» Task prompt
Give a verbatim repeat of the lines that run from the line containing "Target: metal cage" to the end of the data below.
[[ Exercise data open ]]
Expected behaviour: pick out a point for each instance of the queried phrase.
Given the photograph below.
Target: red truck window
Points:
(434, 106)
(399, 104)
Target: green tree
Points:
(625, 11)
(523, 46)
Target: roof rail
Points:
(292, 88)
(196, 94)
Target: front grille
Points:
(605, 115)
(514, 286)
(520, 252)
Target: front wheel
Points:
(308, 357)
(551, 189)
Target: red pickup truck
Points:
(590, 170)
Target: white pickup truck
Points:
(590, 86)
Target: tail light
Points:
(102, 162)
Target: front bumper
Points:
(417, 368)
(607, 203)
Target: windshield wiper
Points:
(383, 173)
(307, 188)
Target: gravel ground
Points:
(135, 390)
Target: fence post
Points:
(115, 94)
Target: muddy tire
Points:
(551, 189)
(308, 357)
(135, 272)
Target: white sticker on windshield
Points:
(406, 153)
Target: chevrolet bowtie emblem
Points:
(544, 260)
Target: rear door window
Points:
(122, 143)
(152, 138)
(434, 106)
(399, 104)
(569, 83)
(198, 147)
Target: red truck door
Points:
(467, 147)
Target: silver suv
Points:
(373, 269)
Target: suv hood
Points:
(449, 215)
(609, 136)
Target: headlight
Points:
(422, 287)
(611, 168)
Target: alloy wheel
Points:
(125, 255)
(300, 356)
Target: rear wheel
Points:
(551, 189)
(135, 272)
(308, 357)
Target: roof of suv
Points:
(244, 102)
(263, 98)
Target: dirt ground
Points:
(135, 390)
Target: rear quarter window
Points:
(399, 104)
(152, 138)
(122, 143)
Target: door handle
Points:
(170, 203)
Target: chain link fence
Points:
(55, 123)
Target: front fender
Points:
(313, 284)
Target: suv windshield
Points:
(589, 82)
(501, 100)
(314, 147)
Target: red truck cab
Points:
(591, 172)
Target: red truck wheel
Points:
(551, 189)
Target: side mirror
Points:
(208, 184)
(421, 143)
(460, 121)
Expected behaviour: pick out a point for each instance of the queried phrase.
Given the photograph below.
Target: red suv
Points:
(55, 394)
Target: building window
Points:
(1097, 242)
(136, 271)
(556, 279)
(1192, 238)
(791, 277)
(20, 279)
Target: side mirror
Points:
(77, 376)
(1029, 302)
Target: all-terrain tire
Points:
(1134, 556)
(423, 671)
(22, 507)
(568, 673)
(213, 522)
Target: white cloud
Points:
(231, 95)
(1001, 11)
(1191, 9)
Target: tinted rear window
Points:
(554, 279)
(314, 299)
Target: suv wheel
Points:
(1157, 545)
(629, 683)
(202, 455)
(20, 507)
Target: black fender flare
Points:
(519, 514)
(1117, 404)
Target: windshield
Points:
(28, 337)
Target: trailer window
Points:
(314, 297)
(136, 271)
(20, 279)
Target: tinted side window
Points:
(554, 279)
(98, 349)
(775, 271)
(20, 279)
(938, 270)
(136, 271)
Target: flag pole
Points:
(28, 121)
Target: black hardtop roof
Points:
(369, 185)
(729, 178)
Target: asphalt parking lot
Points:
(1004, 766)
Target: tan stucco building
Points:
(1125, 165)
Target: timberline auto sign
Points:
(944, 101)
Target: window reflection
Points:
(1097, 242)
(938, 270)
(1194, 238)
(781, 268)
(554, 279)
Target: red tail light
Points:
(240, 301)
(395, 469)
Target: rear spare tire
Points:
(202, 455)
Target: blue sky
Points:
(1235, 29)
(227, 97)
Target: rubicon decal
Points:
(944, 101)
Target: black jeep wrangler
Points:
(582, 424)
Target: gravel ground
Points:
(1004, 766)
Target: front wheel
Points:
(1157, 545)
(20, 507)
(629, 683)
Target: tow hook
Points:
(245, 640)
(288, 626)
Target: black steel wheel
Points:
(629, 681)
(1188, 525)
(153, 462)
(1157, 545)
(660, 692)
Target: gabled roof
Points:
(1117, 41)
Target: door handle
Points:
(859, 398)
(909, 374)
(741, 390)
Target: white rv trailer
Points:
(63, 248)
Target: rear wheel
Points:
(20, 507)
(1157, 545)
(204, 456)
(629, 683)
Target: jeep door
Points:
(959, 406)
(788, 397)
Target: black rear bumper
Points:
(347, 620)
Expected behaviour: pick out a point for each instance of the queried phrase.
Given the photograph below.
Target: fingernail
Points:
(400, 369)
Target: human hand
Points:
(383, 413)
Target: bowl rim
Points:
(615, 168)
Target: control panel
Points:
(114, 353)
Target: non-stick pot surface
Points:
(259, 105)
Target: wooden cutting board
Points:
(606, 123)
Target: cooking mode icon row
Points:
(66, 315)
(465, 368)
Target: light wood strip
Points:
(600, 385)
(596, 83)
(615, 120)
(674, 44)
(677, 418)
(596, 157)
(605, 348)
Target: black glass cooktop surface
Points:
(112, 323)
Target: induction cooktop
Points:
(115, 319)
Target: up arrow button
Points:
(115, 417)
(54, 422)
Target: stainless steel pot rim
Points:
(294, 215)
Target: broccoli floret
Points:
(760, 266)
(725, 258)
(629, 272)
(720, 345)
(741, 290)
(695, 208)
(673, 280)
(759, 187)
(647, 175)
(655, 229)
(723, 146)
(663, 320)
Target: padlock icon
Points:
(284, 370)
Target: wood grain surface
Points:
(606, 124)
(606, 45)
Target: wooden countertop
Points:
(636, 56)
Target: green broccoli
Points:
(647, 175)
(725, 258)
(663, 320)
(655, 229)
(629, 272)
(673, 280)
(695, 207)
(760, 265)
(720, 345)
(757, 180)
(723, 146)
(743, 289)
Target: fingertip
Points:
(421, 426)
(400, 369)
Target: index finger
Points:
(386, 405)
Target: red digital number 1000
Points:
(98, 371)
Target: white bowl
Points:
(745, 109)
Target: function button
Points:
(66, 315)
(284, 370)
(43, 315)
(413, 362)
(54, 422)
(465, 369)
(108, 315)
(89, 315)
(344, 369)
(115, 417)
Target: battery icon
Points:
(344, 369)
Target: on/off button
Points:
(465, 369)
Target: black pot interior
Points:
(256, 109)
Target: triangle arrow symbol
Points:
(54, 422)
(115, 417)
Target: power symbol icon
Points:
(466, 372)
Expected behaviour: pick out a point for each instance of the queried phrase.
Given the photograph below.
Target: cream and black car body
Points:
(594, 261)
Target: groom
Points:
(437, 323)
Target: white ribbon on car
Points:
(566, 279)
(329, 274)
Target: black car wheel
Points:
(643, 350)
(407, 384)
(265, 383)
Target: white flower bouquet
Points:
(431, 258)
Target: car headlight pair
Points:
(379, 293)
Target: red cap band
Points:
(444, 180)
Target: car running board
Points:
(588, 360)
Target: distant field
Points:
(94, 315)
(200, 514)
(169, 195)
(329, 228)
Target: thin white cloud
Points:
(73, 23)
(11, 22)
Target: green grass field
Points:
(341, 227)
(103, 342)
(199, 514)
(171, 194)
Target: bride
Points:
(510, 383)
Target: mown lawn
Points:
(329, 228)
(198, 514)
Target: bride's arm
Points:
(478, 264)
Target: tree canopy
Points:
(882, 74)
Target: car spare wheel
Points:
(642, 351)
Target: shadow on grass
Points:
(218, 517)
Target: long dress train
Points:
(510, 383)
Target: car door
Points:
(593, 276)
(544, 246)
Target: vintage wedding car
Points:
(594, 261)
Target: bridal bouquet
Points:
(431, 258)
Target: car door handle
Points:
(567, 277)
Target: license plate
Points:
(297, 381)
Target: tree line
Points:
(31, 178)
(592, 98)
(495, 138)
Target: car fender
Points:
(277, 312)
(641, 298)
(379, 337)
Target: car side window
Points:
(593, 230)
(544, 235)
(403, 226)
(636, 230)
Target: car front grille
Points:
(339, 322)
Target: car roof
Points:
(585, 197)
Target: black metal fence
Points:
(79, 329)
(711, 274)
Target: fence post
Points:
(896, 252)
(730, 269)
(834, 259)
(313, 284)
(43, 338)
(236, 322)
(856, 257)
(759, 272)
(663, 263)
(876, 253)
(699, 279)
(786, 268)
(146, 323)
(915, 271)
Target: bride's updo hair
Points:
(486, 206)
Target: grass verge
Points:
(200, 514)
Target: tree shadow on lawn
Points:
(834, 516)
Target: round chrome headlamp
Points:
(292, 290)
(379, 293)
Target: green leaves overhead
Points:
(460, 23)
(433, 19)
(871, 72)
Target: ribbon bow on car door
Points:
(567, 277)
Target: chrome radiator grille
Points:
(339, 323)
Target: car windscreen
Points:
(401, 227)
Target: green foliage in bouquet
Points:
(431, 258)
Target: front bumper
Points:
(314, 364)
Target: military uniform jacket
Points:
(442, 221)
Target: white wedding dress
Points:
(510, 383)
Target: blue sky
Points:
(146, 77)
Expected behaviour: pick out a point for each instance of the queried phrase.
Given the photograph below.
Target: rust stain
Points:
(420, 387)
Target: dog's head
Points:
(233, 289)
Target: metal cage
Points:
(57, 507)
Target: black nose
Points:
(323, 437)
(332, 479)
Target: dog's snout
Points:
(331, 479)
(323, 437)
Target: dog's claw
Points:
[[ Exercise data closed ]]
» Exercise result
Target: metal cage
Points:
(57, 507)
Target: black nose
Points:
(323, 437)
(332, 479)
Target: dog's snout
Points:
(331, 479)
(323, 437)
Target: dog's claw
Points:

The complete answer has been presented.